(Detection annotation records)
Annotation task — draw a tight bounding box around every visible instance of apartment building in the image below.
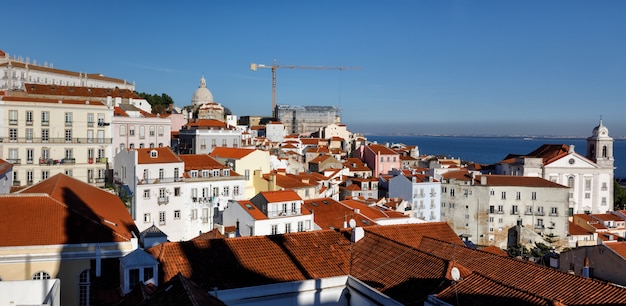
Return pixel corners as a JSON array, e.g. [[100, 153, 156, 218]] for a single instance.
[[441, 171, 569, 249], [0, 85, 116, 186]]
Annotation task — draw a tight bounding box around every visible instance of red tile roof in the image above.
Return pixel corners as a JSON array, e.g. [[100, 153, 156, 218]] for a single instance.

_What to produce_. Copy out word for word the lines starting with the one that contains "the image above." and running through the last line, including both ends.

_Output_.
Annotation task — draw a tight bounding box around every visible instance of red tile roof in the image above.
Return pixel corners as a JSON array, e.g. [[100, 153, 156, 218]] for a single instance.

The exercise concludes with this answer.